BEGIN

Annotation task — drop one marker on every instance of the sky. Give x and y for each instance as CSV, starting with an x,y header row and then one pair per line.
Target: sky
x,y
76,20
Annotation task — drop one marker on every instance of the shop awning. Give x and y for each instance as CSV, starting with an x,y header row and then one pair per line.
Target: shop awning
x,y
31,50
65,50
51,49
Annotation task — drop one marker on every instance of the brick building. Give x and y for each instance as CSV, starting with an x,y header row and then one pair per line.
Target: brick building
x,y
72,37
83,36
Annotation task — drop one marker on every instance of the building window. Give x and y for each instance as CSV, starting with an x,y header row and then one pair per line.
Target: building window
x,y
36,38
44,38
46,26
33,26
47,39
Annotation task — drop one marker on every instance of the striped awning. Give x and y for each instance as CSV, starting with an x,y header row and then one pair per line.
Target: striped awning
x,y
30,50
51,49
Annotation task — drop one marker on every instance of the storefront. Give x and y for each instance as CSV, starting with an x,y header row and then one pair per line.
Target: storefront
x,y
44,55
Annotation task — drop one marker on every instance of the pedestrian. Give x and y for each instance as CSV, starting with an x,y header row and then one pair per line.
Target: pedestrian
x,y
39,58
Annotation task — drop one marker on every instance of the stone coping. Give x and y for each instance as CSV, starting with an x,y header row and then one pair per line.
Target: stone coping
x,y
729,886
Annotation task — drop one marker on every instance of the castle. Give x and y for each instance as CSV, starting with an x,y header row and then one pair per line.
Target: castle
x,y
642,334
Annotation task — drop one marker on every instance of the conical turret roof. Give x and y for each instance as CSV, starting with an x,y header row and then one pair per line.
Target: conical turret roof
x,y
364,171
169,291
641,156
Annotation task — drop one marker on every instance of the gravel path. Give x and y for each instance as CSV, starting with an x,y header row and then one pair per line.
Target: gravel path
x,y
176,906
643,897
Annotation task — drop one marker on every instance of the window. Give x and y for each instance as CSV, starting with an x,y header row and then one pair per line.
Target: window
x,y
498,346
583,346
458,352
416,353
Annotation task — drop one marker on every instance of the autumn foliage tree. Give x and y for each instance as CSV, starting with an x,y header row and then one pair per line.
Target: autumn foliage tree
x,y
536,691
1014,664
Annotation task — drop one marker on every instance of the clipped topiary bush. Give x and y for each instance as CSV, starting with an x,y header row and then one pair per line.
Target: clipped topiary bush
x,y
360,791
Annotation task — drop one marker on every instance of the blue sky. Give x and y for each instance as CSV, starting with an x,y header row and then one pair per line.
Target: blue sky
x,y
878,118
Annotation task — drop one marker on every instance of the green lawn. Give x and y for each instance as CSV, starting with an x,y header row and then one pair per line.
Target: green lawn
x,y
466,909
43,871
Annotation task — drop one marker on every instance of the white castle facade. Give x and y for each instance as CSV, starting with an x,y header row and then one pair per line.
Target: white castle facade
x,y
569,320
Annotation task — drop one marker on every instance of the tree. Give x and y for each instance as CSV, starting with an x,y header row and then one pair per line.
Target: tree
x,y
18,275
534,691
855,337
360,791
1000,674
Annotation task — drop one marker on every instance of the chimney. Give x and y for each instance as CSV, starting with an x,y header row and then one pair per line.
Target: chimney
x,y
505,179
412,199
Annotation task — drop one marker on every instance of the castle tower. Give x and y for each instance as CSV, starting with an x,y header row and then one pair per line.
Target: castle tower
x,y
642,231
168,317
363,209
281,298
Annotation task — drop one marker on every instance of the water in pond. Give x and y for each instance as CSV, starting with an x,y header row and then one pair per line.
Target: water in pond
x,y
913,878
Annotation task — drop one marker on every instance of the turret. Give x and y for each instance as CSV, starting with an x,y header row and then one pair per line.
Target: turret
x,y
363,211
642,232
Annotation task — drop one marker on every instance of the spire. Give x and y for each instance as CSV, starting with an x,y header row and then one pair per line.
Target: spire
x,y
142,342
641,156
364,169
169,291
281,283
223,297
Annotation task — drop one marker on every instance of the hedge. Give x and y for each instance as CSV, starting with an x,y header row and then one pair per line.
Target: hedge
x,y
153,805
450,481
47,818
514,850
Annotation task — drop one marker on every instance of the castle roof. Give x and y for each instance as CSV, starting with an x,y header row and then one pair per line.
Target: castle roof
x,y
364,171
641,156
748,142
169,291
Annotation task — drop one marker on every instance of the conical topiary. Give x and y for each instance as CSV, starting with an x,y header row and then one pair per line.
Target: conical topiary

END

◆ **EXERCISE**
Each entry above is to be transcribed exactly as it was written.

◆ **OUTPUT OF THE TASK**
Annotation task — drop one marker on every instance of the sky. Give x and y for each instance as CSV, starting with an x,y header row and then one pair per line.
Target: sky
x,y
76,20
Annotation task — drop one marker on every instance of the shop awning. Give x and y for each instance as CSV, starting with an x,y header row and then one pair per line.
Target: shop awning
x,y
31,50
65,50
51,49
Annotation task — drop one marker on every instance of the brick building. Give x and y for each instance as CSV, starting with an x,y header row and then one pair per line.
Target: brick building
x,y
72,37
83,36
Annotation task — drop one marker on every instance of the building window. Give x and y for each instance as CSV, starting with an x,y header row and then one pair per line.
Target: building window
x,y
36,38
44,38
46,26
33,26
47,39
Annotation task — drop one marker on every instance of the striped awning. Give x and y for each instance as CSV, starting with an x,y header row and then one pair per line.
Target: striped awning
x,y
30,50
51,49
Annotation task — drop one marker on every instance of the storefront. Give x and y for each instance as CSV, starting with an x,y header row and then one pair per line.
Target: storefront
x,y
44,55
Annotation task — drop one marker on every instance of the pedestrian. Give x and y for each instance as CSV, starting with an x,y header row and then one pair per line.
Target: pedestrian
x,y
39,58
Annotation task — drop one marker on every instance of the stone coping. Give x and y for each instance as CSV, starting with an x,y header row and then one pair per line.
Target: stone coping
x,y
729,886
Annotation task — drop one marker on every instance of the castle. Give x and y for each instance as CSV, starting with an x,y header row and then one pair per line.
Target: castle
x,y
642,334
Annotation task — drop one marker on every instance of the conical turret roof. Give x and y for each instance as CSV, starting with an x,y header row and then one pair per line.
Target: conical turret roof
x,y
364,171
169,291
641,156
Annotation task — drop one marker on every instance of the gravel path. Give x and y for each instance as CSV, starting with an x,y header row and then one pair per line.
Target: gravel path
x,y
176,906
643,897
Annotation task — drop one marker on every instance of the window. Give x and y for each instance as CSV, starting with an x,y header row and then one pair per line.
Target: window
x,y
498,346
583,346
458,352
416,353
Annotation task — drop one marker on every instance of the autumn foliage tree. Give x and y for each instance as CSV, starting with an x,y header row and then one pair per line.
Target: autumn foliage tree
x,y
536,691
1014,664
Annotation task — drop one marker on every instance of the clipped topiary bush. Give x and y for each instance as CSV, starting with an x,y header row and then one pair per line.
Target: clipped topiary bush
x,y
360,791
Annotation task — drop one marker on every instance of the blue sky. Give x and y for each instance as CSV, starting with an x,y header row and then one pair per line.
Target: blue sky
x,y
878,118
Annotation task — drop one marker on every instance of the green lawn. Give x and y for each instance as CSV, starting with an x,y header row and then one pair per line.
Target: green lawn
x,y
466,909
43,871
Annotation task — drop one marker on every instance of the white castle facade. Give x and y for each instance as CSV, starting with an x,y header row and then one pair per line.
Target: white castle facade
x,y
569,320
Annotation task — drop one marker on every instance of the tree. Give x and y for each instance as CSV, starting with an x,y header row and then one pair per line.
Target: tree
x,y
18,275
534,691
855,337
360,791
1000,674
Annotation task — drop one marker on every instance of the chimney. Give x and y for each instance as CSV, starting with an x,y header row and then one pair per line.
Target: chimney
x,y
505,179
412,199
Annotation task — drop one marker on every instance of the castle tower. Give x and y for each instance as CSV, starting with an x,y header row and then one pair per line.
Target: castle tower
x,y
642,231
168,317
363,209
281,298
Annotation task — drop one marker on every instance of the water in pond. Give x and y for each instance as CSV, starting with an x,y header row and then one pair per line.
Target: water in pond
x,y
913,878
Annotation task — drop one marker on every instance of the turret. Give x and y for each instance as CSV, starting with an x,y header row and then one pair per line.
Target: turret
x,y
363,211
642,232
Annotation task — drop one marker on every instance of the spire. Give x and y for each instance as CSV, starting with an x,y header row and then one pair per line.
Target: spire
x,y
142,342
641,156
364,169
169,291
281,283
223,297
Annotation task — drop one marker on every instance of the hedge. Give x and y for each instance as CSV, starting with an x,y header row and then one pair per line.
Target: hedge
x,y
153,805
450,481
47,818
514,850
Annotation task — drop one marker on every instance of the castle roof. Give x and y for each instance as CSV, starting with an x,y header row and then one pair per line.
Target: castle roof
x,y
364,171
641,156
748,142
169,291
Annotation task — drop one marker on every instance of the conical topiary. Give x and y for each instance as CSV, starting with an x,y header row and then one pair per line.
Target: conical topiary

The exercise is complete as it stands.